== Stored dataset records ==
_____
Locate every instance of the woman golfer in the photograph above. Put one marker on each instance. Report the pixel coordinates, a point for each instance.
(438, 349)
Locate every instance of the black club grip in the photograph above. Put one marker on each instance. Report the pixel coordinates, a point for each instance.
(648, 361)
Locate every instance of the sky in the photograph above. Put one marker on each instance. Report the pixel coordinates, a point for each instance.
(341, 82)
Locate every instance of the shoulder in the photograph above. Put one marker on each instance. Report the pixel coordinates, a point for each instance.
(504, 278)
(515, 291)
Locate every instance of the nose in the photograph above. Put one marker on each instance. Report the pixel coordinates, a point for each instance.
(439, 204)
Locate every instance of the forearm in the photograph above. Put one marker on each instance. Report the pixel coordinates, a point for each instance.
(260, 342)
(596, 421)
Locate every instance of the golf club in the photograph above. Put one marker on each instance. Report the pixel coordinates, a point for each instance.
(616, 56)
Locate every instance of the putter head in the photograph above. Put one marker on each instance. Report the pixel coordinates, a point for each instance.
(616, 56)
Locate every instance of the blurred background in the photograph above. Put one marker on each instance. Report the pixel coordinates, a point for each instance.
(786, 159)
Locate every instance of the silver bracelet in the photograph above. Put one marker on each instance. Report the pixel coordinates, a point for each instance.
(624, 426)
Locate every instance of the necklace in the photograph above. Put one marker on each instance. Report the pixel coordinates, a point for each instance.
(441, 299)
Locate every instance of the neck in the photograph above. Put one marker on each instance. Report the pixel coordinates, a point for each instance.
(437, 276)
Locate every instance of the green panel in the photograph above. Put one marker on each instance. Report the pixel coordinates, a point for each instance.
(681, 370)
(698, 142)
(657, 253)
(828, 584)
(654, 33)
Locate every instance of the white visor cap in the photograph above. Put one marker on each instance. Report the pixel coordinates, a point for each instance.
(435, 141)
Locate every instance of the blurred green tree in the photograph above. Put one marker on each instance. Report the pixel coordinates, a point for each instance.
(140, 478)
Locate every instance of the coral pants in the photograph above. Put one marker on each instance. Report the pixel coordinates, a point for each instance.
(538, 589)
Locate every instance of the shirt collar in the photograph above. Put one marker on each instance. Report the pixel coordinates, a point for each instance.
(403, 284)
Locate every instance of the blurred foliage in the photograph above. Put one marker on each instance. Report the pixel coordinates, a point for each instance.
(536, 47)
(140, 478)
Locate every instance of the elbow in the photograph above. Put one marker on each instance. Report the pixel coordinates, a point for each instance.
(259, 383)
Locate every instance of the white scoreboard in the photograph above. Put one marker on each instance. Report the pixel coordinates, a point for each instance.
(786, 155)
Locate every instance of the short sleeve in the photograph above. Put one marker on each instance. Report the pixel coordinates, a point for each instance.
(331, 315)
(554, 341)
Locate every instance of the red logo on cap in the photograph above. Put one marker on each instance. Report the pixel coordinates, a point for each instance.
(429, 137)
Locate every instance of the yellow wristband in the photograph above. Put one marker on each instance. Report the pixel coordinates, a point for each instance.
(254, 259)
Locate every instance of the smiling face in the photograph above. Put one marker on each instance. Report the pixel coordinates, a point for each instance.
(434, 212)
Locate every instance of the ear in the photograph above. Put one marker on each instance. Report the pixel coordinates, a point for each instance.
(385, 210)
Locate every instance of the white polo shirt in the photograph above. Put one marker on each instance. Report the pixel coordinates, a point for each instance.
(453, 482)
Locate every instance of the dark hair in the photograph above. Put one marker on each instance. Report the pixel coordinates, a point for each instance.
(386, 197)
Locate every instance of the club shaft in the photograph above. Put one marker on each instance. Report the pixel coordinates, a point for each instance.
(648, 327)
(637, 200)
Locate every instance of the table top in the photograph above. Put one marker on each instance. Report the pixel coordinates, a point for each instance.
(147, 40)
_____
== GOAL ==
Rewrite the part of the records that opens with the line containing "Locate every instance of the smiling" and continues through the end of the records. Include every line, and subtract 119 from each coordinate value in the answers.

== OUTPUT FOR THIS EXERCISE ==
Locate every instance of the smiling face in the photograph above. Put one marker on each instance. Report the pixel coordinates, a point for each instance.
(315, 93)
Locate every instance of the ear in the photograph above. Put one marker on each instance. Report the pixel coordinates, a point for each instance.
(266, 91)
Locate every instance of the white polo shirt in the photograph above. Put one marker on each instance. Report the pixel coordinates, a point for each instance.
(334, 363)
Locate every instance of the dark hair in the photograph above. Put one marker on each instance. Report the pixel coordinates, a point for each instance.
(267, 78)
Locate every instance of the club shaft in the photograph above. Put one marker on each instance. Report the pixel coordinates, a point for each instance.
(529, 208)
(518, 81)
Locate every instance of the table top in the photograph above. Put one marker on each instance. Report the pixel coordinates, a point for each instance.
(28, -79)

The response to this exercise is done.